The parents of a 5 year old boy are being questioned by police about his death, and sources say the family was on the radar of the city's child welfare agency. So is this another case of a child slipping through the cracks?  Queens Reporter Ruschell Boone has more.

Watching investigators go in and out of this two-story home on 109th Avenue has been unsettling for residents on this quiet block in Jamaica. 

They are still shaken that a little boy was found unconscious there on Sunday.

"It's very sad," said one neighbor. "Very unfortunate. I'm a mother of 4 and that is a devastating thing."

Police say the 5-year-old Michael Guzman was taken to Jamaica Hospital, where he was pronounced dead.

"I don't wish that on any parent you know," said another neighbor. "I really hope it's nothing sinister at all."

The boy was one of six children. A family member told us he suffered from epilepsy and was constantly sick. However, sources say, the Administration for Children's Services had visited the home 13 times.

In eight of those visits, social workers saw enough evidence to support a claim that a child was abused or neglected.

Some neighbors said the children seemed fine. Others were concerned.

"It didn't seem like they had much guidance or someone watching them a lot," said one neighbor. "The young girls 10 and 12 years old would be out 11 o'clock at night. I asked them why weren't they being watched? And that's what they said. 'Mom is working and dad is never here.'"

Another neighbor who did not want to be identified said he too was concerned about the children and reported the family to ACS. 

The case is the latest to raise concerns about the city's oversight of endangered children.

A city report charged that “a perfect storm of human errors” led to the death of 6-year-old Zymere Perkins in Harlem in September

And in November, a 3-year-old in Brooklyn, Jaden Jordan, was fatally beaten. Social workers investigating a child-abuse complaint rang the doorbell at the home but received no answer.

The medical examiner's office said an autopsy of Michael Guzman found no sign of a blunt force injury, but was inconclusive in determining his cause of death. The other children in the home have been removed, while the police investigation continues.

§ **Work task**
In the news report on the death of Michael Guzman, how many times had the Administration for Children's Services visited the home, according to sources?

§ **Supplied data**
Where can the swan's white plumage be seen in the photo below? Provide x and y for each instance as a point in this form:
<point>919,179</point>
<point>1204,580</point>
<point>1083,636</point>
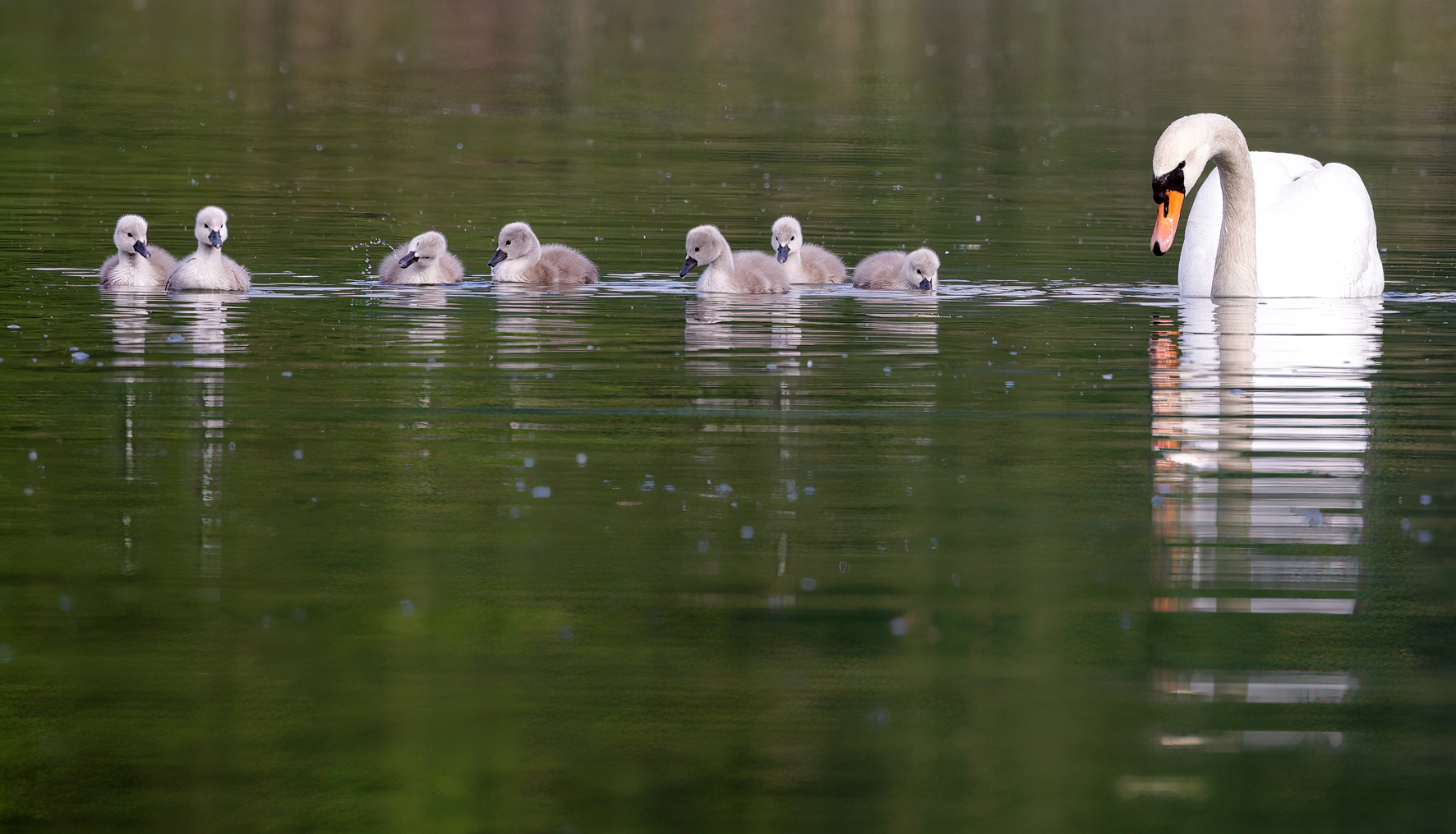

§ **Written solution**
13 times.